━━ PAGINA ━━

Complimenten voor V&D

Het is nog maar net iets meer dan een half jaar geleden dat het dreigend faillissement van V&D uitgebreid in het nieuws kwam. Nederland reageerde geschokt en er gingen zelfs stemmen op het bijna ten onder gaande concern met staatssteun te redden. Ik herinner mij nog goed dat ik toen de grootst mogelijke onzin vond. Niet alleen omdat ik – tot op zekere hoogte – een voorstander ben van een vrije economie waarin alleen sterke bedrijven overleven, maar vooral ook omdat ik nog zoveel kansen voor V&D zag om de klantervaring te verbeteren, waardoor de klanten zelf en niet de staat het concern overeind zouden houden.
VenD

V&D was volgens mij veel te veel een warenhuis in traditionele zin. Een magazijn, waarin het koopwaar lag uitgestald. Niet bepaald een omgeving die op klanten een onuitwisbare indruk maakte. En onuitwisbare indrukken en positieve herinneringen in de hersenen van klanten zijn wel nodig om hen terug te laten komen. Ik heb dat laatst zelf weer gemerkt. Ik was in een vreemde plaats en wilde een CD kopen. In het centrum van dat stadje was ik terecht gekomen in een zogenaamd ‘voetgangersgebied’. Een CD winkel zag ik er echter niet, en dus sprak ik – staande voor de plaatselijke vestiging van V&D – een medewinkelaar aan en ik vroeg haar of hij wellicht wist waar ik een CD zou kunnen kopen. Lachend zei de dame die ik had aangesproken: “Nou, wat dacht u van de V&D, mijnheer?”. Ja natuurlijk! Stom van me, de V&D verkoopt ook boeken en CD’s. Even niet aan gedacht. Maar dat zegt dus eigenlijk genoeg; ze waren er bij V&D niet in geslaagd een onuitwisbare positieve herinnering bij mij achter te laten, waardoor ik misschien zelfs wel gevraagd had: “Weet u of er hier ook een vestiging van de V&D zit? “, toen ik een CD wilde kopen.

━━━
━━ AANGELEVERDE RECORDS ━━

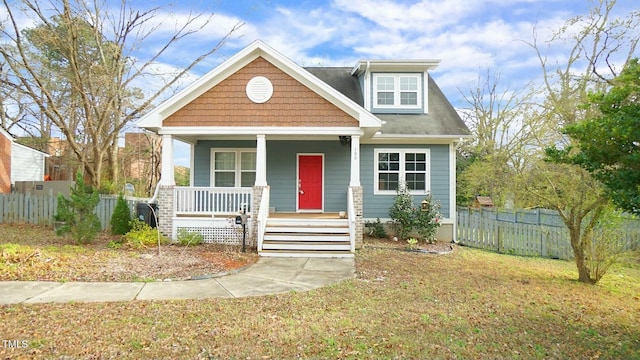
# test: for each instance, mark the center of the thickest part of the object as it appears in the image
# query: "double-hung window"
(233, 168)
(402, 166)
(397, 90)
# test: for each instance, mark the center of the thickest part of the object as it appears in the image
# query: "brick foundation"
(255, 207)
(358, 204)
(165, 210)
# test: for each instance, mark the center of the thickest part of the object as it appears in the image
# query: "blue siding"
(281, 173)
(378, 205)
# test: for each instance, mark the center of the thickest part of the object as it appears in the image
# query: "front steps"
(306, 237)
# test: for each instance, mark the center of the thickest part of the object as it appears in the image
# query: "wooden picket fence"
(537, 232)
(40, 209)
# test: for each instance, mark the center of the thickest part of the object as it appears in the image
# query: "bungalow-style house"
(309, 153)
(18, 162)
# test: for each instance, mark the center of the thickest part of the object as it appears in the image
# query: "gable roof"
(153, 120)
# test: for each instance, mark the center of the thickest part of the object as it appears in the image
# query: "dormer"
(395, 86)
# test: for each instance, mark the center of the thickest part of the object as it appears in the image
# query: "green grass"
(467, 305)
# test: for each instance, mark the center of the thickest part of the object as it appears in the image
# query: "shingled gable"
(219, 98)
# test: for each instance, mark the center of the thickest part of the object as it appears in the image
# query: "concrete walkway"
(267, 276)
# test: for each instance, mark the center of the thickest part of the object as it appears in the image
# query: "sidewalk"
(267, 276)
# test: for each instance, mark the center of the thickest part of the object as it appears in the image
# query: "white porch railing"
(211, 200)
(351, 213)
(263, 214)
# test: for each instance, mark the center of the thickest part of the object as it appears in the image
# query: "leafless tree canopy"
(75, 70)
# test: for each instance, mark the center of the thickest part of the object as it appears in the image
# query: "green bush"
(121, 217)
(427, 219)
(402, 212)
(376, 229)
(77, 213)
(189, 238)
(407, 218)
(142, 234)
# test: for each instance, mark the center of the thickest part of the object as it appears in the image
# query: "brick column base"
(358, 204)
(165, 210)
(255, 208)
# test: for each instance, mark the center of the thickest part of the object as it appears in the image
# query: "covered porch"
(278, 224)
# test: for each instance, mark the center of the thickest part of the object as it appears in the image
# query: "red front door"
(309, 182)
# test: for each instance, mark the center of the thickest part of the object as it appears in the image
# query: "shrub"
(121, 217)
(141, 234)
(376, 229)
(427, 219)
(405, 217)
(402, 212)
(78, 212)
(189, 238)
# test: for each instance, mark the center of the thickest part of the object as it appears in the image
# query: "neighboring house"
(310, 153)
(18, 162)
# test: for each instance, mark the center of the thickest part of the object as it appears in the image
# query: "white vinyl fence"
(40, 209)
(537, 232)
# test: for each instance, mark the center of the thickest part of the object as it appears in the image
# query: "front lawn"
(468, 304)
(29, 252)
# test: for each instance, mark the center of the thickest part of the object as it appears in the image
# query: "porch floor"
(304, 215)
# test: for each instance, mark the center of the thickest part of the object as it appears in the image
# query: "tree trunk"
(113, 162)
(584, 274)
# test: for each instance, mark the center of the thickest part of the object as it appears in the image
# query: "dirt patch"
(36, 253)
(440, 247)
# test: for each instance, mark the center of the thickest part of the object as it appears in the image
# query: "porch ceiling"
(190, 136)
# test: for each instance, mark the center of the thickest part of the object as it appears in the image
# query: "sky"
(469, 37)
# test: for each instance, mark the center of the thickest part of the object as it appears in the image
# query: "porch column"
(167, 178)
(165, 189)
(355, 161)
(261, 161)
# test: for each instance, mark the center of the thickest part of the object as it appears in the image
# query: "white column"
(261, 161)
(167, 178)
(355, 161)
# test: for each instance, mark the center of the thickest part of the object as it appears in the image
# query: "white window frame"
(397, 91)
(238, 164)
(402, 170)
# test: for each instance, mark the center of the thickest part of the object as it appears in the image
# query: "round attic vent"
(259, 89)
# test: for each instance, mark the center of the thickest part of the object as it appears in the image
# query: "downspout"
(457, 145)
(154, 199)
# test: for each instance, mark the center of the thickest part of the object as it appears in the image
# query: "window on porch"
(234, 168)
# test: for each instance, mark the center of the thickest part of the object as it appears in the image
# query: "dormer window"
(402, 91)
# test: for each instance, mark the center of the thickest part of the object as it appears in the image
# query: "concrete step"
(311, 253)
(289, 222)
(305, 237)
(306, 246)
(308, 229)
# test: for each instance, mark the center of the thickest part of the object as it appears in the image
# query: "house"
(309, 153)
(18, 162)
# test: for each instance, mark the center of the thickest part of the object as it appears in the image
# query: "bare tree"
(77, 66)
(595, 42)
(506, 124)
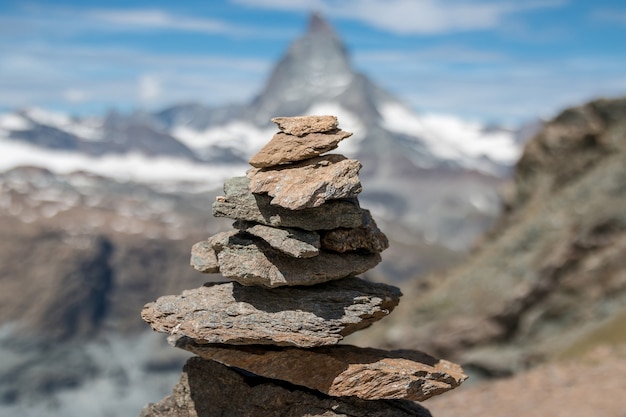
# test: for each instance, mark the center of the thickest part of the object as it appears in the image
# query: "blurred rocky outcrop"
(549, 280)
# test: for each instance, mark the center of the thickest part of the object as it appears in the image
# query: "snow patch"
(89, 129)
(245, 138)
(451, 138)
(12, 121)
(129, 167)
(348, 121)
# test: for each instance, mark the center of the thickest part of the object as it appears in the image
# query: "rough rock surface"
(209, 389)
(284, 148)
(252, 261)
(367, 237)
(295, 242)
(309, 183)
(302, 125)
(298, 316)
(341, 371)
(550, 277)
(240, 203)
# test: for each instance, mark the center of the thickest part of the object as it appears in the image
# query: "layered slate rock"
(341, 371)
(291, 241)
(252, 261)
(366, 237)
(303, 125)
(207, 389)
(285, 148)
(239, 203)
(288, 316)
(309, 183)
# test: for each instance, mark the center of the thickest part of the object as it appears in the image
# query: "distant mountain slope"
(427, 173)
(550, 279)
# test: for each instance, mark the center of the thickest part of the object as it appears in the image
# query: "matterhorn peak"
(316, 68)
(318, 25)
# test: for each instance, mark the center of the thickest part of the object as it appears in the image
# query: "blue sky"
(503, 61)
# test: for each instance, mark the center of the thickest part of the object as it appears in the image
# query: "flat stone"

━━━

DOEL VAN OEFENING
Neem het stuk uit de pagina over V&D over dat begint bij de woorden met "Complimenten voor V&D" en eindigt bij "overeind zouden houden.". Noem daarin "staatssteun" voortaan "overheidssteun". Deze records komen uit een andere bron.

HET ANTWOORD
Complimenten voor V&D

Het is nog maar net iets meer dan een half jaar geleden dat het dreigend faillissement van V&D uitgebreid in het nieuws kwam. Nederland reageerde geschokt en er gingen zelfs stemmen op het bijna ten onder gaande concern met overheidssteun te redden. Ik herinner mij nog goed dat ik toen de grootst mogelijke onzin vond. Niet alleen omdat ik – tot op zekere hoogte – een voorstander ben van een vrije economie waarin alleen sterke bedrijven overleven, maar vooral ook omdat ik nog zoveel kansen voor V&D zag om de klantervaring te verbeteren, waardoor de klanten zelf en niet de staat het concern overeind zouden houden.